> _Your instructions_:
Locate the line that contains "Target: forest". Reproduce it and all following lines up to the end of the material, exactly and with nothing added.

Labeled-object pointing entries
-------
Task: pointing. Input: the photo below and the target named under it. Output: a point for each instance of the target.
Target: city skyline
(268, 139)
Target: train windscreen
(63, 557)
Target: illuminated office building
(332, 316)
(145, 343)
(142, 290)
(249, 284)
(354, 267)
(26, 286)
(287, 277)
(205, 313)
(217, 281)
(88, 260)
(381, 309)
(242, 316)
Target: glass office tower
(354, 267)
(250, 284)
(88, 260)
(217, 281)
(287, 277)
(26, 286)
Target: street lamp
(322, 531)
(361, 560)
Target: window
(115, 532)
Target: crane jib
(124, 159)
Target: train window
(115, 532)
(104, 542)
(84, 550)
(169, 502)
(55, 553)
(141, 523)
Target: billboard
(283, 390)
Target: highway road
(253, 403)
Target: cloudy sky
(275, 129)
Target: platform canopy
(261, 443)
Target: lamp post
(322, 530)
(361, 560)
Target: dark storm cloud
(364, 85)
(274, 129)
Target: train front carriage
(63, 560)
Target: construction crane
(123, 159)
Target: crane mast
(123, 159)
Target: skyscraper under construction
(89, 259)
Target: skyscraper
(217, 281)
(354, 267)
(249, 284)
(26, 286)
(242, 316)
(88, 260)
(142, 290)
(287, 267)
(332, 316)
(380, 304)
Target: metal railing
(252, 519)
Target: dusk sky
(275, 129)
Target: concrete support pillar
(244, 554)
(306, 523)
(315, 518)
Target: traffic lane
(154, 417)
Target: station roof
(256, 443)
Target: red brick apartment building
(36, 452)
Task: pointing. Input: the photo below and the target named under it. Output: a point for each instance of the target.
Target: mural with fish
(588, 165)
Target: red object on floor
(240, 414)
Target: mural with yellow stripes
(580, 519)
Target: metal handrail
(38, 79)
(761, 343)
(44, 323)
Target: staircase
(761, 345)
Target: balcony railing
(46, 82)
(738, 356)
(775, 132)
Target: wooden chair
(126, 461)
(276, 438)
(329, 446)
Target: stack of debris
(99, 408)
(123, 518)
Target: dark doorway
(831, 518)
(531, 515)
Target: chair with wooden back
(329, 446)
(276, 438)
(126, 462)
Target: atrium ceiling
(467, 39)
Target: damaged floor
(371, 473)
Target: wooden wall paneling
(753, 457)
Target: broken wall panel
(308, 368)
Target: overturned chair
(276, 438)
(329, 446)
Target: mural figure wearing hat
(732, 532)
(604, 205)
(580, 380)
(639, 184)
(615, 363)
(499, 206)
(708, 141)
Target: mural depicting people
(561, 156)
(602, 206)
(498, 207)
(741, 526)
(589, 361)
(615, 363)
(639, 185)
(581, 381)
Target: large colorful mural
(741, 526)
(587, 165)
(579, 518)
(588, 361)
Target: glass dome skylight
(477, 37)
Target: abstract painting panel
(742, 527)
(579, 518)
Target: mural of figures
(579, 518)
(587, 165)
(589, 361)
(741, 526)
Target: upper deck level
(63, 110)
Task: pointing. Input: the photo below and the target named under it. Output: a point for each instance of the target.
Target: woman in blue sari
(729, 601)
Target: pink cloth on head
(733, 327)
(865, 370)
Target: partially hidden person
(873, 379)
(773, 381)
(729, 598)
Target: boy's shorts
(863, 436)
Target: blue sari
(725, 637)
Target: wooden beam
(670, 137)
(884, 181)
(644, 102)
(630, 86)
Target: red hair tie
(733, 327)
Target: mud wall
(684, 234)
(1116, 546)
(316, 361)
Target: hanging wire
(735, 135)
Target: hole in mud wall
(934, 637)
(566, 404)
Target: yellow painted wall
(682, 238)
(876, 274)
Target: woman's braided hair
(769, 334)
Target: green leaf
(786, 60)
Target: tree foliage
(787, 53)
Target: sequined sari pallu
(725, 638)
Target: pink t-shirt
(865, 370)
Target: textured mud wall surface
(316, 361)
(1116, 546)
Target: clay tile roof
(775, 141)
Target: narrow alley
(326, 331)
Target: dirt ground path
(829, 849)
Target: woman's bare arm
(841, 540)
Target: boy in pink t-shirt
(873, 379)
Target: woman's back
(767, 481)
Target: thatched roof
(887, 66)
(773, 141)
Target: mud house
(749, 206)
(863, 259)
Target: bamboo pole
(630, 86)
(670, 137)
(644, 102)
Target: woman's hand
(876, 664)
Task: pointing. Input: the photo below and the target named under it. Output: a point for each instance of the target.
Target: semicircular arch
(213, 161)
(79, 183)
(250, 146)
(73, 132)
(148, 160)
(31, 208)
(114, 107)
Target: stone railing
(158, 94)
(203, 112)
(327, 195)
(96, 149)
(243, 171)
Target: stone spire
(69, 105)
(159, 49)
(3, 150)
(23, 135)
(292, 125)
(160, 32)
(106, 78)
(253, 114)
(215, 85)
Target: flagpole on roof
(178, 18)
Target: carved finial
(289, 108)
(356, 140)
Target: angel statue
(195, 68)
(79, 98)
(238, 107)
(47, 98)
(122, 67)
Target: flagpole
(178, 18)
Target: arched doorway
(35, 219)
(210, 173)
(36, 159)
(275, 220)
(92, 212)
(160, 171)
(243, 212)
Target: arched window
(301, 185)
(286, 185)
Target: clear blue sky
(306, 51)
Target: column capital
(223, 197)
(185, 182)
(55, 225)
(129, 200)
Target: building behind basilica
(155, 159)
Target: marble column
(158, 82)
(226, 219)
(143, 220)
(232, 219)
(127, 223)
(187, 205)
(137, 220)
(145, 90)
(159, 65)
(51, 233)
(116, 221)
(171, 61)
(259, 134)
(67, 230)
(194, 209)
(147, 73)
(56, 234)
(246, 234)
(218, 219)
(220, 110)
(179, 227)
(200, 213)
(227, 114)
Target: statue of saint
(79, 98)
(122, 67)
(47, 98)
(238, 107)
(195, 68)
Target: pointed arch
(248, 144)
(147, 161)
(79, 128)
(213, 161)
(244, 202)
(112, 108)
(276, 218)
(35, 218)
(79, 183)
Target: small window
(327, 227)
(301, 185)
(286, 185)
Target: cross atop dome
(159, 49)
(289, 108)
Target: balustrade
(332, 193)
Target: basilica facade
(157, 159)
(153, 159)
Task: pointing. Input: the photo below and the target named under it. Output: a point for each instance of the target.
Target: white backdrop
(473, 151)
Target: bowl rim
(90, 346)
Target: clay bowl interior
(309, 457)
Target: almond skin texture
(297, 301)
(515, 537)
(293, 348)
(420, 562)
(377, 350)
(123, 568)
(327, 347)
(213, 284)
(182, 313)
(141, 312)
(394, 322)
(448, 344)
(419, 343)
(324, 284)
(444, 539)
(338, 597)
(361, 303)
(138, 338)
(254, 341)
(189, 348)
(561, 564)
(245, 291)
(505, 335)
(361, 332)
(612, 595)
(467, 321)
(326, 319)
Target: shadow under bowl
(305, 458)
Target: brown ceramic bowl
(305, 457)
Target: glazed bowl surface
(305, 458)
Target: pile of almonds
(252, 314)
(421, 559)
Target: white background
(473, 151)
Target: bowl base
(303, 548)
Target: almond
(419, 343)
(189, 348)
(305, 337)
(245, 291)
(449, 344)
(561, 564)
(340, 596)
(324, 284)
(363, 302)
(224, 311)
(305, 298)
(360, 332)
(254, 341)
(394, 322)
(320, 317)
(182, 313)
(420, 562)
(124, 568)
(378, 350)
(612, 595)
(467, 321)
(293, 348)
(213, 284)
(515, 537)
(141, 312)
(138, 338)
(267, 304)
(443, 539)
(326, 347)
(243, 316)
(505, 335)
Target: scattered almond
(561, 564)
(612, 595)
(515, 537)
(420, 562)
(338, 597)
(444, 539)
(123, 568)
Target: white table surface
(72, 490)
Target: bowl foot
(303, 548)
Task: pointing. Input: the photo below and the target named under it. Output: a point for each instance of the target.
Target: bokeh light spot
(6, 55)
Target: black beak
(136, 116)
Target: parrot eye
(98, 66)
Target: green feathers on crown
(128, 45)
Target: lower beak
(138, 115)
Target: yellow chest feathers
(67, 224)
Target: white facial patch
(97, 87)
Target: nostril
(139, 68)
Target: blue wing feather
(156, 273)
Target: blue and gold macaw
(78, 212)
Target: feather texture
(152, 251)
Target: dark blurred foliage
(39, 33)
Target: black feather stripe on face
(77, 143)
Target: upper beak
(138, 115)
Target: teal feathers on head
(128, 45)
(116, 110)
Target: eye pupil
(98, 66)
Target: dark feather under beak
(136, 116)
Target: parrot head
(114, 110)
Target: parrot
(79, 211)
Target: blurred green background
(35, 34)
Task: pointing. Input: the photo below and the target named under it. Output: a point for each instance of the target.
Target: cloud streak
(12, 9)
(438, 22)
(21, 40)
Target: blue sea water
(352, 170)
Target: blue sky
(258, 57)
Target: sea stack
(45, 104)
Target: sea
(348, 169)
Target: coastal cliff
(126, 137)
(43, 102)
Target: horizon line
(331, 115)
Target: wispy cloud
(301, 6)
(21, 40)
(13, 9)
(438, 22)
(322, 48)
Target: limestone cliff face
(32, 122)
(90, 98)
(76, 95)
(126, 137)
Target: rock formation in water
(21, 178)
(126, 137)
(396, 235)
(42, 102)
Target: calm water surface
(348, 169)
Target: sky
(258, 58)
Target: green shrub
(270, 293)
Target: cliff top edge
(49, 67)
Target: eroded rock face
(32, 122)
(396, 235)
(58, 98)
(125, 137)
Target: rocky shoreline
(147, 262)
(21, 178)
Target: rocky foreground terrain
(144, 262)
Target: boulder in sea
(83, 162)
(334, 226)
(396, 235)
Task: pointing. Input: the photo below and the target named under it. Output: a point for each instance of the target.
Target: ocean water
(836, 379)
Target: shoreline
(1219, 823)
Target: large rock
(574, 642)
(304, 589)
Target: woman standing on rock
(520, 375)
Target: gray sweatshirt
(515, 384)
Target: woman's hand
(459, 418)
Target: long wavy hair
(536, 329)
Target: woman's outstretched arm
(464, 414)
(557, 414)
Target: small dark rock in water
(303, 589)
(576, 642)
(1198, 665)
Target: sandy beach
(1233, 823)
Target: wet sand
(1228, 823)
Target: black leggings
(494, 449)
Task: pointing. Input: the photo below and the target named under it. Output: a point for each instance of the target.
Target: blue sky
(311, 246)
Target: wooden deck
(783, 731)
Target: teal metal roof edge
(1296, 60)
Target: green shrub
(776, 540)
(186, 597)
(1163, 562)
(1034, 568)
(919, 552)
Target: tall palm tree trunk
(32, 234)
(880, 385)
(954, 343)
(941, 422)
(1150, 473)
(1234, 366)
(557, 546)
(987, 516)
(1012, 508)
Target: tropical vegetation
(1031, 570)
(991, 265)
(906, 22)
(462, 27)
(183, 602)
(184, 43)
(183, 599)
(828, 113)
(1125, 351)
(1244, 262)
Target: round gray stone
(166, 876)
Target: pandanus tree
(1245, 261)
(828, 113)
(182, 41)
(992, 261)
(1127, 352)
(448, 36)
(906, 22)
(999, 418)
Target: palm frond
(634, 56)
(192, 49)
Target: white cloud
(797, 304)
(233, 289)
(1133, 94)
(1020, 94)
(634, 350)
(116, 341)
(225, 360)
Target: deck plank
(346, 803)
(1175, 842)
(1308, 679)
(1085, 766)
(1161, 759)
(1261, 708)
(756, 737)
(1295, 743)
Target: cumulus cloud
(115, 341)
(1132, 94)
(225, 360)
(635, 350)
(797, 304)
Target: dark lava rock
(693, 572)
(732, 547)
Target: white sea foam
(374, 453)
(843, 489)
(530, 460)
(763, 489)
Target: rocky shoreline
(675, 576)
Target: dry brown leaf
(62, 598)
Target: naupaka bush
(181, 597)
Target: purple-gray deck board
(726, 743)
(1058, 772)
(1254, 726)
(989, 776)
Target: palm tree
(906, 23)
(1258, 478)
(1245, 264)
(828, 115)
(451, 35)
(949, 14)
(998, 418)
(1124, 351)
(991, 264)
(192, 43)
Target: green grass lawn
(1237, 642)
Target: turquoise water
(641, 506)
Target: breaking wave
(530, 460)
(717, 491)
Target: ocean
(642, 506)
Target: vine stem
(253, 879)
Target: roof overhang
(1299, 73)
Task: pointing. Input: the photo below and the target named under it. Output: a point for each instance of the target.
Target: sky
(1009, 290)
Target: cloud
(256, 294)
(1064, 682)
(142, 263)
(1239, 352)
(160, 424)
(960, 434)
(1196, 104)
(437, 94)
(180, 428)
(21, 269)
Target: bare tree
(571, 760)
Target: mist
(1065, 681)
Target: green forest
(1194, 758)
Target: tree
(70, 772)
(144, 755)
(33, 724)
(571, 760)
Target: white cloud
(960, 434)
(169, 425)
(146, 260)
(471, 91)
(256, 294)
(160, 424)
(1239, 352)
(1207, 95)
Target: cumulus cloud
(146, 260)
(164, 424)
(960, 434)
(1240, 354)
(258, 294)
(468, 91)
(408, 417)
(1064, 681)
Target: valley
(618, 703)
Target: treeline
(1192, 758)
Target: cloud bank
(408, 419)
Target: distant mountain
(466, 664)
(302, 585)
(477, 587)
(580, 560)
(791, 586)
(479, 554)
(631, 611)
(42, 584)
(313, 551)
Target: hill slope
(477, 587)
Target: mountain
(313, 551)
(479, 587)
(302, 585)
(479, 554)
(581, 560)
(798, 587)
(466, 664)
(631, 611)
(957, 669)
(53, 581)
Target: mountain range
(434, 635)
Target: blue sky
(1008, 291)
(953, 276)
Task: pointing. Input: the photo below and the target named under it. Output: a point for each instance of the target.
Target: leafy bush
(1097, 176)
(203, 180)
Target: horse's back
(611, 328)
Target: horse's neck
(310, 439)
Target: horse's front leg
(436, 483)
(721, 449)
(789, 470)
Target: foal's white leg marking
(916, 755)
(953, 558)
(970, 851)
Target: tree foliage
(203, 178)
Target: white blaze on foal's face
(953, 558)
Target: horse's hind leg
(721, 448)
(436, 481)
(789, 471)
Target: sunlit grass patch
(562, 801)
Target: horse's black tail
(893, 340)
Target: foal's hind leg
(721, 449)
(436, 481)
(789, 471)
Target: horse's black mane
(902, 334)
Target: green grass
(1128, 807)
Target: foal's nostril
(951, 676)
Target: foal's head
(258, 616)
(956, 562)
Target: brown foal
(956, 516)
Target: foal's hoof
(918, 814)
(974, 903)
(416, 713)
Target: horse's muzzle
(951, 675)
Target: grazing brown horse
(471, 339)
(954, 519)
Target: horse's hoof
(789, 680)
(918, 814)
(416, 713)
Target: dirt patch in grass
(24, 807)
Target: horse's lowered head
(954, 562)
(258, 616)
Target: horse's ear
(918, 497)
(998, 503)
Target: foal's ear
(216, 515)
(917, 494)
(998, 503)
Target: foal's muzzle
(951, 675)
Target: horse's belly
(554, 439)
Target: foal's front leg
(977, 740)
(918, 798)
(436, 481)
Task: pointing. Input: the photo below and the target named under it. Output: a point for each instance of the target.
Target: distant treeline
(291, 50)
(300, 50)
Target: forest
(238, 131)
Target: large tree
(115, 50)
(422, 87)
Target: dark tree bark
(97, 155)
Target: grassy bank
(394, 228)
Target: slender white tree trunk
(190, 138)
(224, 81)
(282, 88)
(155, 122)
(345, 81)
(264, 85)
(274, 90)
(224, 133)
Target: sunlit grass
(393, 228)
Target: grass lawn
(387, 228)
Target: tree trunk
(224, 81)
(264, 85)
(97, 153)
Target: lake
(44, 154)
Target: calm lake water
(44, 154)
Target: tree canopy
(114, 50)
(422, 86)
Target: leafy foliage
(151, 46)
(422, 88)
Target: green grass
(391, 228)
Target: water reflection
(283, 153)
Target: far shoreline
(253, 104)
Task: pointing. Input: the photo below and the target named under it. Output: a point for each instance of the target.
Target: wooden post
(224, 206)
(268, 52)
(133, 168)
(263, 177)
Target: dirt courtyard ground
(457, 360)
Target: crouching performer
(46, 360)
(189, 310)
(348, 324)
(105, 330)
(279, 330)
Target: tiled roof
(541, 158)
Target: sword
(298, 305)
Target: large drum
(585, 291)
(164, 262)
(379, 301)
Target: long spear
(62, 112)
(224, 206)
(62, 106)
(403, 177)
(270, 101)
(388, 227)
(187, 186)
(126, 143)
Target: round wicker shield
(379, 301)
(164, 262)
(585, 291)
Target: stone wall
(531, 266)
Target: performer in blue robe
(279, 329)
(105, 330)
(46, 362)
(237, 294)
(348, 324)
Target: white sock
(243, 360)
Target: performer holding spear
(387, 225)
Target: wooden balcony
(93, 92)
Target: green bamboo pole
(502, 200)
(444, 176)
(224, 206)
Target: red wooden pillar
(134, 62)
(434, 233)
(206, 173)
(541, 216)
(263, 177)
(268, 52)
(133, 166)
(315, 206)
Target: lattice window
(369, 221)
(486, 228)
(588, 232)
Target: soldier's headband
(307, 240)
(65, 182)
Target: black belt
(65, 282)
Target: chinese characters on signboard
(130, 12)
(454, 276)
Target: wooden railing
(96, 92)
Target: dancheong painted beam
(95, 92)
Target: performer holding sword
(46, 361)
-------
> _Solved exercise_:
Target: forest
(238, 131)
Target: large tree
(115, 50)
(422, 87)
Target: dark tree bark
(97, 155)
Target: grassy bank
(394, 228)
Target: slender white tree trunk
(190, 138)
(224, 81)
(282, 88)
(155, 122)
(345, 81)
(264, 85)
(274, 90)
(224, 133)
Target: sunlit grass
(393, 228)
Target: grass lawn
(387, 228)
Target: tree trunk
(224, 81)
(264, 85)
(97, 153)
Target: lake
(44, 154)
Target: calm lake water
(44, 154)
Target: tree canopy
(114, 50)
(422, 86)
Target: leafy foliage
(151, 46)
(422, 88)
Target: green grass
(391, 228)
Target: water reflection
(283, 153)
Target: far shoreline
(253, 104)
Task: pointing. Input: the photo below and the target named under it. Output: a point for each instance of the target.
Target: wooden post
(224, 206)
(268, 52)
(133, 168)
(263, 177)
Target: dirt courtyard ground
(457, 360)
Target: crouching performer
(46, 360)
(189, 310)
(348, 324)
(105, 330)
(279, 330)
Target: tiled roof
(541, 158)
Target: sword
(298, 305)
Target: large drum
(585, 291)
(164, 262)
(379, 301)
Target: long spear
(62, 112)
(224, 206)
(62, 106)
(403, 177)
(270, 101)
(388, 227)
(187, 186)
(126, 143)
Target: round wicker shield
(379, 301)
(164, 262)
(585, 291)
Target: stone wall
(531, 266)
Target: performer in blue robe
(279, 329)
(105, 330)
(46, 362)
(237, 294)
(348, 324)
Target: white sock
(243, 360)
Target: performer holding spear
(387, 225)
Target: wooden balcony
(93, 92)
Target: green bamboo pole
(502, 200)
(444, 176)
(224, 206)
Target: red wooden pillar
(134, 62)
(434, 233)
(206, 173)
(541, 216)
(263, 177)
(268, 52)
(133, 166)
(315, 206)
Target: lattice window
(369, 221)
(486, 228)
(588, 232)
Target: soldier's headband
(307, 240)
(65, 182)
Target: black belt
(65, 282)
Target: chinese characters on signboard
(130, 12)
(454, 276)
Target: wooden railing
(96, 92)
Target: dancheong painted beam
(95, 92)
Target: performer holding sword
(46, 361)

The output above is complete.